Copy out the entries below precisely; nothing is to be omitted.

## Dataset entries
• • • • •

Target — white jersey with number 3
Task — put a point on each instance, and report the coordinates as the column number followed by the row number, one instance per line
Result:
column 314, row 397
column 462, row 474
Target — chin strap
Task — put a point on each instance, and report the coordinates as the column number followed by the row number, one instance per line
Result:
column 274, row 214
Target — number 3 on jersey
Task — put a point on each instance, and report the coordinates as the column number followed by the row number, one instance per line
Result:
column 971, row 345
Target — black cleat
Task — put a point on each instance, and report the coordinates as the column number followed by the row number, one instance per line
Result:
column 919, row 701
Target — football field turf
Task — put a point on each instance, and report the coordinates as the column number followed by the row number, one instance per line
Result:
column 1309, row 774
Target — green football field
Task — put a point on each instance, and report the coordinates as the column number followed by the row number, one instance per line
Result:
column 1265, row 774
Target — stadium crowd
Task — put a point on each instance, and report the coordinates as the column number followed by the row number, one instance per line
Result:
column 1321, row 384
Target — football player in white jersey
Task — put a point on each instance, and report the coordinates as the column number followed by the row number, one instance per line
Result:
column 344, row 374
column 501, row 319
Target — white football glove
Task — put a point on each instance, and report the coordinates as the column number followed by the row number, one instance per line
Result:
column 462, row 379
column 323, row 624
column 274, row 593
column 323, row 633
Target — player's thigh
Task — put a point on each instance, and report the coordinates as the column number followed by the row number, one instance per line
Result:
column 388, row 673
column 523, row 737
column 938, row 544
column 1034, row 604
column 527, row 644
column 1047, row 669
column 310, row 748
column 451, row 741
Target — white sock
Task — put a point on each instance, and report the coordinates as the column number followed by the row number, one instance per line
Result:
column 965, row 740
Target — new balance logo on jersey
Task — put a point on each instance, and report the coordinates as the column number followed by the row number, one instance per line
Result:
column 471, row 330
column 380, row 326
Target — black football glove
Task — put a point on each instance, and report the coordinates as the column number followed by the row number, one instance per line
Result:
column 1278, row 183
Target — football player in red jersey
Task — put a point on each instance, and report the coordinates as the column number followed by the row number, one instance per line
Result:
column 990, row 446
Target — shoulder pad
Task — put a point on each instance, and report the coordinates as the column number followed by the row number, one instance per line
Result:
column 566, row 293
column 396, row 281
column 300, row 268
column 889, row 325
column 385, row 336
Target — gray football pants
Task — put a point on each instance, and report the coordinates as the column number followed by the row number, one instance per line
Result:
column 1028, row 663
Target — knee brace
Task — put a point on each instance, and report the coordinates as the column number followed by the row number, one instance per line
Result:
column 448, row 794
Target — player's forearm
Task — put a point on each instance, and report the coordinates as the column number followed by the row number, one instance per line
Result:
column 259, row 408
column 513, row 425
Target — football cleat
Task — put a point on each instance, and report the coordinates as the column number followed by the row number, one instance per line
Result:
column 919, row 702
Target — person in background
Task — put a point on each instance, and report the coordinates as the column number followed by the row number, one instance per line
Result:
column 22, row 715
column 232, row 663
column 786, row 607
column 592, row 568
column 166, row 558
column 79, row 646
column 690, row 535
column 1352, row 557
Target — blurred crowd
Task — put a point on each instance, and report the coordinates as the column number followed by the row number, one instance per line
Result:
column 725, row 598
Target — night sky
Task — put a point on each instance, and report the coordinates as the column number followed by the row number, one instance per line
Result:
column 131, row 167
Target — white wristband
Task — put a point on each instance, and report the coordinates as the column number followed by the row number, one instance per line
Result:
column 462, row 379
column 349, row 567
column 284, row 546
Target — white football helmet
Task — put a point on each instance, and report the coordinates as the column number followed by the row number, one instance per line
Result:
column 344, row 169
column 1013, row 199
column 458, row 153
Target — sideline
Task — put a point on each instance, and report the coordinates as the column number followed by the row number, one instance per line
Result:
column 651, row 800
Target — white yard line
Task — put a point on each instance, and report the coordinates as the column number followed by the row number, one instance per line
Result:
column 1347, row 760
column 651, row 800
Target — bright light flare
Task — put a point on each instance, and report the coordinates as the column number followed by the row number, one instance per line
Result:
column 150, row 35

• • • • •

## Task solution
Target — white jersey with number 3
Task — put a point on each instance, and report the coordinates as the column number followed by the row number, one instance per line
Result:
column 314, row 397
column 462, row 474
Target — chin strap
Task — put a point on each instance, and report the coordinates as the column number followed by the row number, one instance per line
Result:
column 274, row 214
Target — number 3 on jersey
Task — put a point on each instance, and report the coordinates as the column number followed by the row number, one instance per line
Result:
column 971, row 345
Target — black cleat
Task — put a point on each instance, and report the coordinates as the column number followed by the row number, one instance per line
Result:
column 919, row 701
Target — football field turf
Task — put a point on each instance, and report the coordinates as the column number followed by the row number, one instance per line
Result:
column 1309, row 774
Target — green football field
Task — put a point on each instance, and report the coordinates as the column number followed by the row number, one instance per line
Result:
column 1265, row 774
Target — stadium crowd
Task — put a point on each instance, and report the coordinates as the column number followed by the row number, one instance per line
Result:
column 1321, row 384
Target — football player in white jersey
Task — put a point on each instance, and report the coordinates as the column number followed by the row number, one instance per line
Result:
column 344, row 374
column 501, row 319
Target — white football glove
Task — put a point on each instance, and report the coordinates as the column number followed by the row number, one instance per line
Result:
column 462, row 379
column 323, row 624
column 274, row 593
column 323, row 633
Target — player's thigh
Task — put a point on each instance, and report the coordinates as the column number followed by the row number, one instance per line
Result:
column 388, row 673
column 523, row 737
column 938, row 544
column 1034, row 604
column 527, row 644
column 1047, row 669
column 310, row 748
column 451, row 741
Target — white sock
Task — put a point on each instance, and report the coordinates as the column number followed by the row number, one instance per line
Result:
column 965, row 740
Target — new balance logo on jersey
Task — put a point on each instance, and report the coordinates as the column number followed by the row number, one instance per line
Result:
column 471, row 330
column 380, row 326
Target — black football glove
Task — put a point on each instance, and report the coordinates as the column number followed by the row number, one instance per line
Result:
column 1278, row 183
Target — football player in red jersey
Task — put a point on each instance, and report the coordinates as the column number followed by the row number, one instance per line
Result:
column 990, row 446
Target — shoulder pad
Task — put a point on each instance, and report the coordinates as the column number followed by the row number, one instance per line
Result:
column 566, row 293
column 396, row 281
column 300, row 268
column 889, row 325
column 385, row 336
Target — gray football pants
Task — put a point on each instance, and report the coordinates as the column number followed by the row number, one instance per line
Result:
column 1028, row 663
Target — knee brace
Task — put a point on each instance, and report the coordinates as the column number followed by the row number, one instance per line
Result:
column 448, row 794
Target — player's forearm
Task — put a point on each instance, and report the coordinates as the column number followed by the row number, one instance per line
Result:
column 259, row 408
column 513, row 425
Target — football cleat
Task — put a point on each instance, and report the coordinates as the column number followed by the row number, one instance per line
Result:
column 919, row 702
Target — person in background
Task — put a point on each instance, and report the coordinates as the column number followed by the row number, one instance per line
Result:
column 22, row 715
column 232, row 663
column 786, row 607
column 592, row 568
column 166, row 558
column 79, row 646
column 690, row 535
column 1352, row 557
Target — blurred crowd
Task — put a point on each instance, and report the coordinates as the column number followed by the row number, one instance per line
Result:
column 725, row 598
Target — night sky
Task — put a point on each instance, and report the coordinates as the column number followed by the row number, one instance per line
Result:
column 131, row 167
Target — white wristband
Task — put a point on each instance, and report the coordinates as the column number followed by the row number, one instance per line
Result:
column 462, row 379
column 349, row 567
column 284, row 546
Target — white football helmet
Task — put a point on each instance, and report the coordinates as the column number followed by the row number, one instance per line
Result:
column 344, row 169
column 1013, row 199
column 458, row 153
Target — sideline
Task — put a point on each instance, and report the coordinates as the column number followed by the row number, one instance per line
Result:
column 651, row 800
Target — white yard line
Task — put a point on each instance, and report the coordinates as the column number followed by the row number, one instance per line
Result:
column 1347, row 760
column 651, row 800
Target — bright light flare
Task — put a point on each instance, and report the coordinates as the column number followed by the row number, one instance per line
Result:
column 150, row 35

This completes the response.